- Exercise instructions
**a.** Decide whether each statement agrees with the passage on motherhood after 40, and for each give yes or no plus the exact deciding words from the passage: (i) Women are born with every egg they will ever have. (ii) Most women who give birth in their 40s end up with unhealthy babies. (iii) Women over 45 are five times as likely as women in their 20s to become pregnant with multiples.
**b.** Rewrite the passage on motherhood after 40 from "Older mothers face" up to and including "in their 20s.", substituting "Mothers over 40" for "Older mothers".
**c.** Resume the passage on motherhood after 40 after its final sentence and carry it forward.

- Passage
--

If There's Never Been A Better Time, Find Out More
Not all doom and gloom
It can be more than a little disconcerting to hear yourself described as "elderly" or "of advanced maternal age" when you only recently celebrated your 40th birthday, but, in the eyes of the obstetrical profession, that's exactly what you are.
Obstetricians don't care how young you look and feel, or whether you can still fit into the same size of jeans that you wore 20 years ago: they're concerned about the age of the eggs that are nestled away in your ovaries. And, as much as you might like to ignore this fact, the clock started ticking on those eggs more than 40 years ago.
While it's not all doom-and-gloom on the reproductive front -- the majority of women giving birth in their 40s manage to end up with healthy babies in their arms -- there is sometimes a price to be paid for postponing motherhood until later in life. Here's what you need to know when you're making the mother of all decisions -- when to start your family:
Your fertility declines as you age. Unlike men, who have the ability to manufacture sperm throughout their lives, women are born with all the eggs they're ever going to have. The quality of these eggs deteriorates over time, something that can lead to fertility problems as a woman ages.
Older mothers face an increased risk of miscarriage, stillbirth or infant death. Because your eggs age along with all the other cells in your body, they are more likely to have chromosomal problems than the eggs of a younger woman, according to Ottawa, Canada obstetrician Andree Gruslin.
Older mothers are more likely to become pregnant with multiples. The risk of conceiving more than one baby increases with age, even if you're not taking fertility drugs. According to the National Center for Health Statistics, women over the age of 45 are 10 times as likely to become pregnant with multiples as women in their 20s.

--

- Dataset

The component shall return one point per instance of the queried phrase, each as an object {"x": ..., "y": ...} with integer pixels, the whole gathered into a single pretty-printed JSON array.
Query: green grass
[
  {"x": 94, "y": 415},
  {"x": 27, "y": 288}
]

--

- Answers for the tasks
**a.**
(i) Yes: "women are born with all the eggs they're ever going to have"
(ii) No: "the majority of women giving birth in their 40s manage to end up with healthy babies in their arms"
(iii) No: "women over the age of 45 are 10 times as likely to become pregnant with multiples as women in their 20s"

**b.**
Mothers over 40 face an increased risk of miscarriage, stillbirth or infant death. Because your eggs age along with all the other cells in your body, they are more likely to have chromosomal problems than the eggs of a younger woman, according to Ottawa, Canada obstetrician Andree Gruslin.
Mothers over 40 are more likely to become pregnant with multiples. The risk of conceiving more than one baby increases with age, even if you're not taking fertility drugs. According to the National Center for Health Statistics, women over the age of 45 are 10 times as likely to become pregnant with multiples as women in their 20s.

**c.**
Older mothers are more likely to develop certain types of pregnancy-related complications. These complications include diabetes, pre-eclampsia (high blood pressure), placenta previa, placental abruptions, preterm delivery and intrauterine growth retardation. And, according to a study reported in the January 1999 issue of Obstetrics and Gynecology, a woman who is 40 years or older when she gives birth to her first child is almost four times as likely to develop gestational diabetes as a woman in her 20s.
Older mothers may have some age-related health conditions which could make their pregnancies more difficult to manage. Such conditions include hypertension, cardiovascular disease and diabetes.
Older mothers are more likely to require cesarean deliveries. One study found that women over the age of 44 are 7.5 times as likely to require a cesarean delivery as younger women.
Still, you needn't abandon your plans to have a baby just because you're no longer a spring chicken -- at least reproductively speaking. According to obstetrician John R Sussman, co-author of The Unofficial Guide to Having A Baby, there's plenty of reason to remain hopeful about your odds of taking home a healthy baby: "For the large majority of women, having a baby in their early 40s is safe and uncomplicated."